Entries taken from a collection:
┌──

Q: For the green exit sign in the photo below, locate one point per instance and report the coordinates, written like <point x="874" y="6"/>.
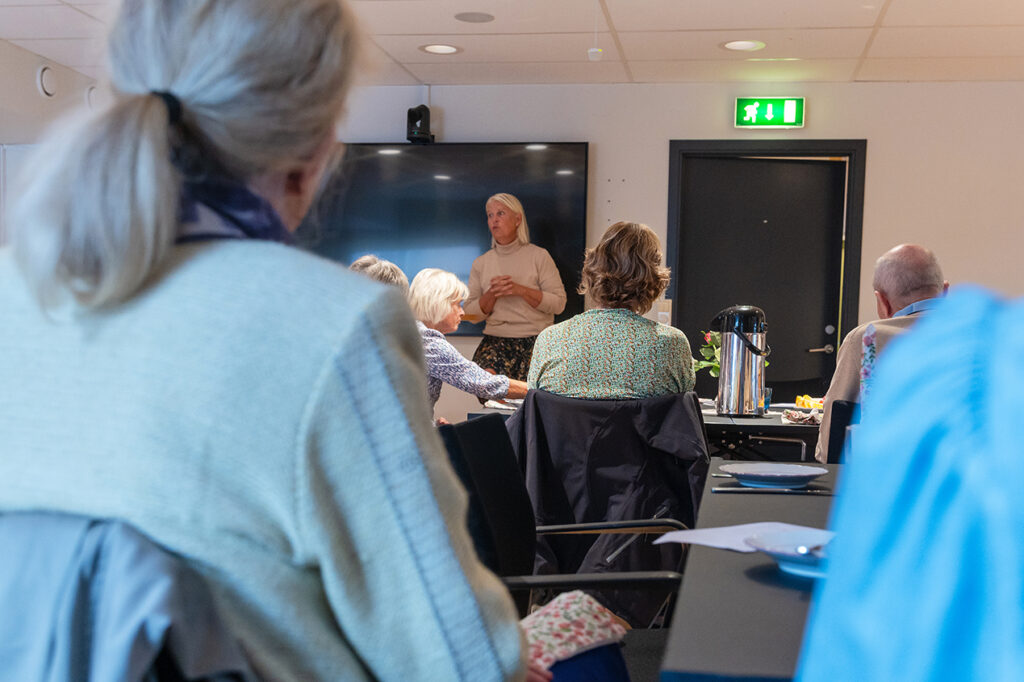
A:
<point x="769" y="112"/>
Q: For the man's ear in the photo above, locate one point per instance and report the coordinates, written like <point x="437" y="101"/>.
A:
<point x="295" y="181"/>
<point x="883" y="305"/>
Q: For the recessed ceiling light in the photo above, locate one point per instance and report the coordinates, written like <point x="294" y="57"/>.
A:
<point x="440" y="49"/>
<point x="743" y="45"/>
<point x="474" y="17"/>
<point x="46" y="81"/>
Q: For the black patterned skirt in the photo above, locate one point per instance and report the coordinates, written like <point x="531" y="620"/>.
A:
<point x="506" y="355"/>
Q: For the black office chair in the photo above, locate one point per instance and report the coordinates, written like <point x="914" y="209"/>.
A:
<point x="844" y="414"/>
<point x="501" y="517"/>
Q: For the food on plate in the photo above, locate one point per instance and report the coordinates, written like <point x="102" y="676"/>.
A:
<point x="808" y="401"/>
<point x="799" y="417"/>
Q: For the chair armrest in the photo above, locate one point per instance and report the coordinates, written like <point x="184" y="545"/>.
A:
<point x="637" y="525"/>
<point x="635" y="580"/>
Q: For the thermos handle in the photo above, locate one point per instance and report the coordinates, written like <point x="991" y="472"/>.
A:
<point x="754" y="349"/>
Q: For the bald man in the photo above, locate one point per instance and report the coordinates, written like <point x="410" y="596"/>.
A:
<point x="907" y="284"/>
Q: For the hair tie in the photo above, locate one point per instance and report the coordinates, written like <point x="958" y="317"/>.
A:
<point x="172" y="103"/>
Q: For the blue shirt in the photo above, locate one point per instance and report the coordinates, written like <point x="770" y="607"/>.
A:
<point x="918" y="306"/>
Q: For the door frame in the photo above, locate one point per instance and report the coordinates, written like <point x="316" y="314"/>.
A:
<point x="854" y="150"/>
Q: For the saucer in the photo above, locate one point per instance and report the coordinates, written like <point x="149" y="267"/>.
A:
<point x="802" y="553"/>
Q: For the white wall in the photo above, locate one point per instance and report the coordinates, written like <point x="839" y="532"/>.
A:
<point x="945" y="161"/>
<point x="25" y="113"/>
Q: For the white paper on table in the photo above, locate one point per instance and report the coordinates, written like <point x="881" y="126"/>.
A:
<point x="728" y="537"/>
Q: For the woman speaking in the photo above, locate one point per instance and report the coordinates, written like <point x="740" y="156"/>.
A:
<point x="515" y="287"/>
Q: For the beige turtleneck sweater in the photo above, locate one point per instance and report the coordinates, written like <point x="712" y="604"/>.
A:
<point x="529" y="265"/>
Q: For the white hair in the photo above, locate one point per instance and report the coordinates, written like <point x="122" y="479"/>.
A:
<point x="907" y="273"/>
<point x="510" y="202"/>
<point x="432" y="293"/>
<point x="381" y="270"/>
<point x="261" y="85"/>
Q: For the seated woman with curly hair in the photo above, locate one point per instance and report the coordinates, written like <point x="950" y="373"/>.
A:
<point x="612" y="351"/>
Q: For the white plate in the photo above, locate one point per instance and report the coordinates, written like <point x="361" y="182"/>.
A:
<point x="793" y="551"/>
<point x="772" y="474"/>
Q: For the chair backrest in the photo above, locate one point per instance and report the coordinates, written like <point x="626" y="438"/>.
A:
<point x="844" y="413"/>
<point x="90" y="599"/>
<point x="607" y="461"/>
<point x="610" y="460"/>
<point x="501" y="518"/>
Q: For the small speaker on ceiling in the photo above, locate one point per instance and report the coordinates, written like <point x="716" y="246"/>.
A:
<point x="418" y="125"/>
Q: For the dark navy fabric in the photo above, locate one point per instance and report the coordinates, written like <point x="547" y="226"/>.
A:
<point x="605" y="664"/>
<point x="84" y="599"/>
<point x="240" y="212"/>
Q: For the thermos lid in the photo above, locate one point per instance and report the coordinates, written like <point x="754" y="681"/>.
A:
<point x="739" y="320"/>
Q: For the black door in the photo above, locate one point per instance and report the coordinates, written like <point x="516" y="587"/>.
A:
<point x="767" y="232"/>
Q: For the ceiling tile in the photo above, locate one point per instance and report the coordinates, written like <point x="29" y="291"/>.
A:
<point x="428" y="16"/>
<point x="540" y="72"/>
<point x="105" y="11"/>
<point x="72" y="52"/>
<point x="710" y="14"/>
<point x="385" y="74"/>
<point x="976" y="69"/>
<point x="532" y="47"/>
<point x="95" y="73"/>
<point x="47" y="22"/>
<point x="949" y="42"/>
<point x="954" y="12"/>
<point x="778" y="43"/>
<point x="754" y="72"/>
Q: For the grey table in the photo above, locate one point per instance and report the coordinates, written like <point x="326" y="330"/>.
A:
<point x="737" y="616"/>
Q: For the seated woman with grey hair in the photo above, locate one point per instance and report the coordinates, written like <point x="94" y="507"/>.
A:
<point x="381" y="270"/>
<point x="171" y="361"/>
<point x="436" y="297"/>
<point x="612" y="351"/>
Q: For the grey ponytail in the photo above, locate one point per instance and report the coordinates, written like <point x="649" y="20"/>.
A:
<point x="95" y="224"/>
<point x="261" y="83"/>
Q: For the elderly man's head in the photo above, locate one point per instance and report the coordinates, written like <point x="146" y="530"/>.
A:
<point x="905" y="274"/>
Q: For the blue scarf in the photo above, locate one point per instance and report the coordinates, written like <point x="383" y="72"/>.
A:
<point x="217" y="207"/>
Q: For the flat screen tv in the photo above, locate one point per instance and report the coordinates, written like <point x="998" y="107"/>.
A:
<point x="422" y="206"/>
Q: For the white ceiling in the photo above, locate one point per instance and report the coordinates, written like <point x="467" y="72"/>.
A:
<point x="642" y="41"/>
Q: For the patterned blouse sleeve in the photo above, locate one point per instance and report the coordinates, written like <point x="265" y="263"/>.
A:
<point x="445" y="363"/>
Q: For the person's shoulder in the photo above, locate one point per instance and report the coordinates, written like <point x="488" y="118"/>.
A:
<point x="535" y="251"/>
<point x="294" y="286"/>
<point x="669" y="332"/>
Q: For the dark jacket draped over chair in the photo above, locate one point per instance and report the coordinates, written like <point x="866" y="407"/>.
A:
<point x="610" y="460"/>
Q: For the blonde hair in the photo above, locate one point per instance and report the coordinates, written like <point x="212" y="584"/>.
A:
<point x="432" y="293"/>
<point x="261" y="85"/>
<point x="510" y="202"/>
<point x="382" y="270"/>
<point x="625" y="269"/>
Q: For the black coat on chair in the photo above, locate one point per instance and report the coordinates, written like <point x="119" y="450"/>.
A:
<point x="589" y="461"/>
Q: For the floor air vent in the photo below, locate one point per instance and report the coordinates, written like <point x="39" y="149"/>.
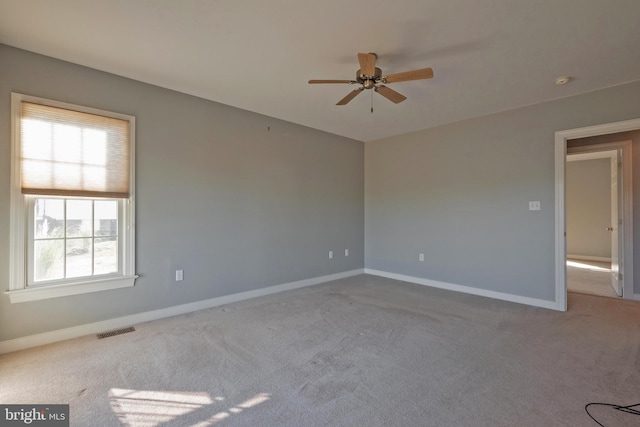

└──

**Aim of the exercise:** How many lines in the data above contain the word "thermos" with the same upper and lower case? Reply with the number only.

**Written answer:** 2